▸ **WHAT THE TASK ASKS**:
Copy every line of the data below word for word, without changing anything.

Data records:
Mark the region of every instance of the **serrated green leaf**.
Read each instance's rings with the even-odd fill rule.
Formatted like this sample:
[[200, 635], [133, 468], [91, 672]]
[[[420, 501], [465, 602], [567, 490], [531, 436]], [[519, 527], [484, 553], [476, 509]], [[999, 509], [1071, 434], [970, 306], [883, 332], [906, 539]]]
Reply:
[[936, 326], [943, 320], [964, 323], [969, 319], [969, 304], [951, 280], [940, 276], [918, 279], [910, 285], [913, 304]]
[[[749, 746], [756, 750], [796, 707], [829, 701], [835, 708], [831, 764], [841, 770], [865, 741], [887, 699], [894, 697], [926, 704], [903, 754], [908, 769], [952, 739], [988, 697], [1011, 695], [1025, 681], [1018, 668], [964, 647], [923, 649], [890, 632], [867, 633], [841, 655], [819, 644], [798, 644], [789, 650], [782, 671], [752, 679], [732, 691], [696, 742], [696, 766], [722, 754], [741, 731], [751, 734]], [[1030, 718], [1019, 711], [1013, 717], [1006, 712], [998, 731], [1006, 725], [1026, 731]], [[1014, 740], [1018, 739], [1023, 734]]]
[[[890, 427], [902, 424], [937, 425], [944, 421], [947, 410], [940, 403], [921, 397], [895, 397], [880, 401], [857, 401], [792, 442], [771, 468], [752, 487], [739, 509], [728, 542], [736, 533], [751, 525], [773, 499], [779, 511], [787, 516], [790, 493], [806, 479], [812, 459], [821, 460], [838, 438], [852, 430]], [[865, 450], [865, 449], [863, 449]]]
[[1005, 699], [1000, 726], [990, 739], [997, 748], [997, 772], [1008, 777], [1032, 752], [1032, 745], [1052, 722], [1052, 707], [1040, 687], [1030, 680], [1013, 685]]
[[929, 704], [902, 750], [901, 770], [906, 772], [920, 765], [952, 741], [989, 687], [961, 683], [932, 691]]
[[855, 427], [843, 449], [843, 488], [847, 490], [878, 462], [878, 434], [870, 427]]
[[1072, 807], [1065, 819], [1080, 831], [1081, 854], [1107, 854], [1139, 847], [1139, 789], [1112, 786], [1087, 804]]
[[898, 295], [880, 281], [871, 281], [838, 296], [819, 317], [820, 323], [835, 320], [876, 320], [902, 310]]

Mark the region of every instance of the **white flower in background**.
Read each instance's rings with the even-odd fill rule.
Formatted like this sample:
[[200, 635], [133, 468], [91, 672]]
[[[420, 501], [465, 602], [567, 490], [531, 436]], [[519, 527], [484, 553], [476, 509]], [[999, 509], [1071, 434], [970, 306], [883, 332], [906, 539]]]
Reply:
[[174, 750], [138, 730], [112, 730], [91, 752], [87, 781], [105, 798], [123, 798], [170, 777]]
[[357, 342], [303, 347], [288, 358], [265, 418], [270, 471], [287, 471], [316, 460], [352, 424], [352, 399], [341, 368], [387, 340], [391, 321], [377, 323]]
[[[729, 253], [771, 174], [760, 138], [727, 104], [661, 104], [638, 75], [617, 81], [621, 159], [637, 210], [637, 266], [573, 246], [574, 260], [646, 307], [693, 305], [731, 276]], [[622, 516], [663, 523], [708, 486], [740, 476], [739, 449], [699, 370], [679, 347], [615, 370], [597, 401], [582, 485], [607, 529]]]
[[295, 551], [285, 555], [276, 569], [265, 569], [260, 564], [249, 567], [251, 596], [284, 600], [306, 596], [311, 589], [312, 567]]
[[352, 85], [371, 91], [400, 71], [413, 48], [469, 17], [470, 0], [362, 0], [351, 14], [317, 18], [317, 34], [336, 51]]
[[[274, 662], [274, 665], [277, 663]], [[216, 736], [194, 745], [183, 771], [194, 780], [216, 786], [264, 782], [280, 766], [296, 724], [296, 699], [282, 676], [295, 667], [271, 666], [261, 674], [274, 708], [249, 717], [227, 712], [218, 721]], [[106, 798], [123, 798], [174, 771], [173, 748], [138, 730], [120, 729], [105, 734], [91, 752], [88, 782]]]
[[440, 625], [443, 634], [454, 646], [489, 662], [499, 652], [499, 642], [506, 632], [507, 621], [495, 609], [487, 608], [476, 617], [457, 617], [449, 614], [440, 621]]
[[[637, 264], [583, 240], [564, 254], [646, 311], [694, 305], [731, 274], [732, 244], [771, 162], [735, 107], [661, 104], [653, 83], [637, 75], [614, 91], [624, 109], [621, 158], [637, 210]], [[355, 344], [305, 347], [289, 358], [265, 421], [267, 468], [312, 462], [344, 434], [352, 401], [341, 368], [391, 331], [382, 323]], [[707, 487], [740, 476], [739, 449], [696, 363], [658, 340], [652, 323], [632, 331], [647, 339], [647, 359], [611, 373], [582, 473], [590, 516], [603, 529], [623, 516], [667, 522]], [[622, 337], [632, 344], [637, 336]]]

▸ **IN RESPONSE**:
Mark the region of every instance of the **serrated green leaf**.
Read each instance's rings with the even-odd fill rule.
Formatted like this sample:
[[200, 635], [133, 468], [91, 672]]
[[[420, 501], [465, 602], [567, 490], [531, 436]], [[519, 527], [484, 553], [476, 509]], [[999, 509], [1071, 434], [970, 306], [883, 332], [906, 539]]]
Reply:
[[936, 326], [943, 320], [964, 323], [969, 319], [969, 304], [951, 280], [940, 276], [918, 279], [910, 285], [913, 304]]
[[[749, 746], [756, 750], [796, 707], [829, 701], [835, 708], [831, 764], [841, 770], [865, 741], [887, 699], [894, 697], [926, 704], [903, 754], [908, 769], [952, 739], [988, 697], [1011, 695], [1025, 681], [1018, 668], [964, 647], [923, 649], [890, 632], [867, 633], [841, 655], [819, 644], [798, 644], [789, 650], [782, 671], [752, 679], [732, 691], [696, 742], [696, 766], [722, 754], [741, 731], [751, 734]], [[1030, 718], [1019, 711], [1013, 717], [1006, 712], [998, 731], [1006, 725], [1026, 731]], [[1014, 740], [1018, 739], [1023, 734]]]
[[[890, 427], [902, 424], [937, 425], [944, 421], [947, 410], [940, 403], [921, 397], [895, 397], [880, 401], [857, 401], [792, 442], [771, 468], [752, 487], [739, 509], [728, 542], [736, 533], [751, 525], [773, 499], [779, 511], [787, 516], [790, 493], [806, 479], [812, 459], [821, 460], [838, 438], [852, 430]], [[865, 450], [865, 449], [863, 449]]]
[[1005, 699], [1000, 726], [990, 739], [997, 748], [997, 772], [1008, 777], [1032, 752], [1032, 745], [1052, 722], [1052, 707], [1040, 687], [1030, 680], [1013, 685]]
[[929, 704], [902, 750], [901, 770], [906, 772], [920, 765], [952, 741], [989, 687], [961, 683], [932, 691]]
[[855, 427], [843, 449], [843, 488], [847, 490], [878, 462], [878, 434], [870, 427]]
[[1072, 807], [1065, 819], [1080, 831], [1081, 854], [1107, 854], [1139, 847], [1139, 789], [1112, 786], [1087, 804]]
[[898, 295], [880, 281], [871, 281], [838, 296], [819, 317], [820, 323], [835, 320], [876, 320], [902, 310]]

Mark the region of every instance of the **white flower in background**.
Read each instance's rings with the even-odd fill rule.
Formatted like this sample:
[[200, 635], [133, 468], [91, 672]]
[[[420, 501], [465, 602], [567, 490], [531, 436]], [[519, 527], [484, 553], [476, 509]], [[999, 509], [1071, 434], [970, 306], [883, 332], [906, 539]]]
Reply:
[[174, 750], [138, 730], [112, 730], [91, 752], [87, 781], [105, 798], [123, 798], [170, 777]]
[[357, 342], [303, 347], [288, 358], [265, 418], [270, 471], [287, 471], [316, 460], [352, 424], [352, 399], [341, 368], [387, 340], [391, 321], [377, 323]]
[[[729, 253], [771, 174], [760, 138], [727, 104], [661, 104], [638, 75], [617, 81], [621, 159], [637, 210], [637, 266], [573, 246], [574, 260], [646, 307], [693, 305], [731, 276]], [[622, 516], [663, 523], [708, 486], [740, 476], [739, 449], [699, 370], [679, 347], [615, 370], [597, 401], [582, 485], [607, 529]]]
[[295, 551], [285, 555], [276, 569], [265, 569], [260, 564], [249, 567], [251, 596], [284, 600], [306, 596], [311, 589], [312, 567]]
[[352, 85], [371, 91], [400, 71], [413, 48], [469, 17], [470, 0], [362, 0], [351, 14], [317, 18], [317, 34], [336, 51]]
[[[274, 662], [274, 665], [277, 663]], [[216, 736], [194, 745], [183, 771], [194, 780], [216, 786], [264, 782], [280, 766], [296, 724], [296, 699], [282, 676], [295, 667], [271, 666], [261, 674], [274, 708], [249, 717], [227, 712], [218, 721]], [[106, 798], [123, 798], [174, 771], [173, 748], [138, 730], [120, 729], [105, 734], [91, 752], [88, 782]]]
[[440, 625], [443, 634], [454, 646], [489, 662], [499, 652], [499, 642], [506, 632], [507, 621], [495, 609], [487, 608], [476, 617], [457, 617], [449, 614], [440, 621]]
[[[637, 264], [583, 240], [564, 254], [646, 311], [694, 305], [731, 274], [732, 244], [771, 162], [735, 107], [661, 104], [653, 83], [637, 75], [614, 91], [624, 109], [621, 158], [637, 210]], [[355, 344], [305, 347], [289, 358], [265, 421], [267, 468], [312, 462], [344, 434], [352, 401], [341, 368], [391, 331], [382, 323]], [[707, 487], [740, 476], [739, 449], [696, 363], [658, 340], [652, 323], [632, 331], [647, 339], [647, 359], [611, 373], [582, 473], [590, 516], [603, 529], [623, 516], [667, 522]], [[622, 337], [632, 344], [637, 336]]]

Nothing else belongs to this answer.